▶ **Your assignment**: Restate the data word for word and leave the images out.

++++++

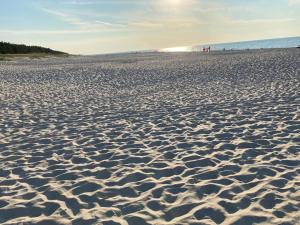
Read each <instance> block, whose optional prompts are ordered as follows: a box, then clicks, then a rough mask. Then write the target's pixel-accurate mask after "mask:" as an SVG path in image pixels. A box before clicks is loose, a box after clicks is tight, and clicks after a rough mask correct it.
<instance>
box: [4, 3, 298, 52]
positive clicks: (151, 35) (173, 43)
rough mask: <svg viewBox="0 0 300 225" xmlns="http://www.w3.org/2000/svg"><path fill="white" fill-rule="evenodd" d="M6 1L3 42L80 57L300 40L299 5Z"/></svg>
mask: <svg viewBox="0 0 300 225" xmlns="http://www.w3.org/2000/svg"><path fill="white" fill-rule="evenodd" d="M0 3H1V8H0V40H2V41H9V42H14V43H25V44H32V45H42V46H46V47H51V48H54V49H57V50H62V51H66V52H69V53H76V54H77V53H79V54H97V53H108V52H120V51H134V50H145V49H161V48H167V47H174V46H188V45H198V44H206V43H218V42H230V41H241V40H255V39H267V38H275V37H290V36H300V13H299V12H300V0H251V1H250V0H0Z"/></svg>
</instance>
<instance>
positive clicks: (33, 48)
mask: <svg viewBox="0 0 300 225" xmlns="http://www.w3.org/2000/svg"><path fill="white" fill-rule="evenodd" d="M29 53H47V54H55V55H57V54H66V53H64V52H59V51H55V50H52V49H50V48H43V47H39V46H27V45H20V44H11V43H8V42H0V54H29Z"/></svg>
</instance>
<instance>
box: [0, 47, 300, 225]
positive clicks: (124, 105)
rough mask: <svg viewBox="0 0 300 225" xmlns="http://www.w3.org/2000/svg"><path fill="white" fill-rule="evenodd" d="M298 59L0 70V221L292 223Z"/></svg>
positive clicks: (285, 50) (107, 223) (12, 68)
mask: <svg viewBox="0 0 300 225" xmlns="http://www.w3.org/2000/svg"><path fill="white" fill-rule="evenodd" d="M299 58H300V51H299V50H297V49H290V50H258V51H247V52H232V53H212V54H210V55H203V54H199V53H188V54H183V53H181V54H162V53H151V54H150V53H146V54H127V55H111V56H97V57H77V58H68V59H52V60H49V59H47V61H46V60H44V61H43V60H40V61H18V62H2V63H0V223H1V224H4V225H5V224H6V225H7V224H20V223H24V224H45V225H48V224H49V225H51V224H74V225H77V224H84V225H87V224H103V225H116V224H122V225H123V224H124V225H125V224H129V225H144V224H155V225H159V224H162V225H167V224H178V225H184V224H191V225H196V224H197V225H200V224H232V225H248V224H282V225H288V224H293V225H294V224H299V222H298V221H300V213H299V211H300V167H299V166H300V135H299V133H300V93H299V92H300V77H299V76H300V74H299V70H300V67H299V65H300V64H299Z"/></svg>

++++++

▶ **Task solution**:
Read each <instance> block, whose optional prompts are ordered as follows: a box, then clicks, then a rough mask. Then write the target's pixel-accurate mask after "mask:" as an SVG path in image pixels. A box before clicks is loose, a box after clicks is tight, and clicks after a rough mask correct it.
<instance>
box: [4, 3, 298, 52]
positive clicks: (151, 35) (173, 43)
rough mask: <svg viewBox="0 0 300 225" xmlns="http://www.w3.org/2000/svg"><path fill="white" fill-rule="evenodd" d="M6 1L3 42L80 57L300 40L299 5Z"/></svg>
mask: <svg viewBox="0 0 300 225" xmlns="http://www.w3.org/2000/svg"><path fill="white" fill-rule="evenodd" d="M0 3H1V8H0V40H2V41H9V42H14V43H25V44H32V45H42V46H46V47H51V48H54V49H57V50H62V51H66V52H69V53H76V54H77V53H79V54H97V53H108V52H120V51H134V50H145V49H161V48H167V47H174V46H188V45H198V44H206V43H218V42H230V41H241V40H255V39H267V38H275V37H290V36H300V13H299V12H300V0H251V1H250V0H0Z"/></svg>
</instance>
<instance>
positive clicks: (33, 48)
mask: <svg viewBox="0 0 300 225" xmlns="http://www.w3.org/2000/svg"><path fill="white" fill-rule="evenodd" d="M29 53H47V54H55V55H57V54H66V53H64V52H59V51H55V50H52V49H50V48H43V47H39V46H27V45H20V44H11V43H8V42H0V54H29Z"/></svg>
</instance>
<instance>
box: [0, 47, 300, 225]
positive clicks: (124, 105)
rough mask: <svg viewBox="0 0 300 225" xmlns="http://www.w3.org/2000/svg"><path fill="white" fill-rule="evenodd" d="M298 59L0 70V221L292 223Z"/></svg>
positive clicks: (285, 50) (107, 223) (12, 68)
mask: <svg viewBox="0 0 300 225" xmlns="http://www.w3.org/2000/svg"><path fill="white" fill-rule="evenodd" d="M299 58H300V51H299V50H297V49H290V50H258V51H247V52H232V53H212V54H210V55H203V54H199V53H188V54H183V53H181V54H162V53H151V54H150V53H146V54H127V55H111V56H97V57H77V58H68V59H52V60H49V59H47V61H46V60H44V61H43V60H40V61H18V62H2V63H0V223H1V224H4V225H5V224H6V225H7V224H20V223H24V224H45V225H48V224H49V225H51V224H74V225H77V224H84V225H87V224H103V225H116V224H122V225H123V224H124V225H125V224H129V225H144V224H155V225H159V224H162V225H167V224H178V225H184V224H191V225H196V224H197V225H200V224H232V225H248V224H282V225H288V224H293V225H294V224H299V222H298V221H300V213H299V211H300V167H299V166H300V135H299V133H300V93H299V92H300V77H299V76H300V74H299V70H300V67H299V65H300V64H299Z"/></svg>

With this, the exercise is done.